Named object pointing entries:
— Start —
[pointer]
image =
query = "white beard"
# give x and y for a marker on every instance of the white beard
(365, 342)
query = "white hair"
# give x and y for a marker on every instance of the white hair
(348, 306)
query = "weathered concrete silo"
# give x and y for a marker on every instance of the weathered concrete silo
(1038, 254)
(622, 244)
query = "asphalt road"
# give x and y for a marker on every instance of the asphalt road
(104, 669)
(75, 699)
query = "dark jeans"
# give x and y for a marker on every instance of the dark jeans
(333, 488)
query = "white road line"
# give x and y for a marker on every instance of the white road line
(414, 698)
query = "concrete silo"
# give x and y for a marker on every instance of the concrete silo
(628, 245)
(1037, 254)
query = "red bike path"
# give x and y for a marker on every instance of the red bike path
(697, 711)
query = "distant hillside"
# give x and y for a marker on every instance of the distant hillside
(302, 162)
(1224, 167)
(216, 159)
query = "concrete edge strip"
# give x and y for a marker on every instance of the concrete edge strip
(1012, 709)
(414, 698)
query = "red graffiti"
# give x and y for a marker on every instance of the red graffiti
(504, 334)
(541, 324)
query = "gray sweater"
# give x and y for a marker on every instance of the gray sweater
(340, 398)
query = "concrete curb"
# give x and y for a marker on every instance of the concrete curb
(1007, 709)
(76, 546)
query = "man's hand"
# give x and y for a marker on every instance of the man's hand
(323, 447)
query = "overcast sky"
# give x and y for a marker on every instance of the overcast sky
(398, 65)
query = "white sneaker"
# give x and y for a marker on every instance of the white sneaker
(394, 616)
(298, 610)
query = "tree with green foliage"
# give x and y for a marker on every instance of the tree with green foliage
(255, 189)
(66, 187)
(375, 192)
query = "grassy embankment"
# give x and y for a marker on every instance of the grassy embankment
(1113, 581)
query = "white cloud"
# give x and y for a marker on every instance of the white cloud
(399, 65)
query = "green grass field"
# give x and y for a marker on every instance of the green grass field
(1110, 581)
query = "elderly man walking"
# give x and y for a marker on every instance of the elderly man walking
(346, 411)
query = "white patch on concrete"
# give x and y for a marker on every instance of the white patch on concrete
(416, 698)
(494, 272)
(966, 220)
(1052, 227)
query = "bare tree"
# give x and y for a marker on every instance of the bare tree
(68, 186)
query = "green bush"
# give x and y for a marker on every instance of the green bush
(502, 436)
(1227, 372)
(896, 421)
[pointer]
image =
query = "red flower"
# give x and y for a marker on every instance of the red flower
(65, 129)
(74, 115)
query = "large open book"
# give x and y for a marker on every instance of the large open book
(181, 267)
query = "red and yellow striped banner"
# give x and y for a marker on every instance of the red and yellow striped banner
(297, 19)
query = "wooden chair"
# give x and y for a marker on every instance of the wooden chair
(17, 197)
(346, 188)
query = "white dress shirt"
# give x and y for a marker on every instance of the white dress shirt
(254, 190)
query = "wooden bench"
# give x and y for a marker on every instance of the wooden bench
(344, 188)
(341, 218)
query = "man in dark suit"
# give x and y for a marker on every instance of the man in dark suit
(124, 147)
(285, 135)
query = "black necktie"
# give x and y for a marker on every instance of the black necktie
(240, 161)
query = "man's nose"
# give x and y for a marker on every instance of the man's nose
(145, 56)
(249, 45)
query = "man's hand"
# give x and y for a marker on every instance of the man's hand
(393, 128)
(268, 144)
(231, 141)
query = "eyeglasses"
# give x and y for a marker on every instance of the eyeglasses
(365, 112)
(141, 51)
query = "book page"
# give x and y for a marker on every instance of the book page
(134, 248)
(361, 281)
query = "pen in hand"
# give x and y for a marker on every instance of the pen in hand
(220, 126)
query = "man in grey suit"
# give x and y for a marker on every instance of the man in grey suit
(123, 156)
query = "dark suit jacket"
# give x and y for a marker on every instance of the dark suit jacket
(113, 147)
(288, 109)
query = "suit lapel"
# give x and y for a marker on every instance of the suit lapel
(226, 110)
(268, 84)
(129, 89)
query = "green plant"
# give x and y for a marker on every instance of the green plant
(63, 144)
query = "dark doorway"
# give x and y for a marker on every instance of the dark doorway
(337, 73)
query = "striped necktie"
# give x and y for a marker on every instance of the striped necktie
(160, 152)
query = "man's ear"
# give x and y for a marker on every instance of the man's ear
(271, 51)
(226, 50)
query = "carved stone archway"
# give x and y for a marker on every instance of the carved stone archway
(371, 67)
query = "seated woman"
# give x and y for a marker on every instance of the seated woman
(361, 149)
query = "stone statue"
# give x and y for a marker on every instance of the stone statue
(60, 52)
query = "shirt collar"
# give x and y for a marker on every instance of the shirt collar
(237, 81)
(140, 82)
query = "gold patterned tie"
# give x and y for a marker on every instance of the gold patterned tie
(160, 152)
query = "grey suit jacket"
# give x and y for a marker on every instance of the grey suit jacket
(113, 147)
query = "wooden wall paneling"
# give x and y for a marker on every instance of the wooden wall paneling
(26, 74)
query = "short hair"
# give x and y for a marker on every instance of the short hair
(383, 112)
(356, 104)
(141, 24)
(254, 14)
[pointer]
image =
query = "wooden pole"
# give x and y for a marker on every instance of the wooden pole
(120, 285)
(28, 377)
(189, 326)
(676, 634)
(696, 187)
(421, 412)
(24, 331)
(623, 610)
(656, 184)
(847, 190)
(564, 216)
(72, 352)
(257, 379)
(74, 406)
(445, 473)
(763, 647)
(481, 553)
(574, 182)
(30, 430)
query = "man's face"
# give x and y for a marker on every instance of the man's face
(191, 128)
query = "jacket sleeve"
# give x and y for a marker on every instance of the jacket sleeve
— End —
**What is needed:** Please count the lines in the entries above that contain the string "weathered". Reply with the number alone.

**Solution for this task:** 2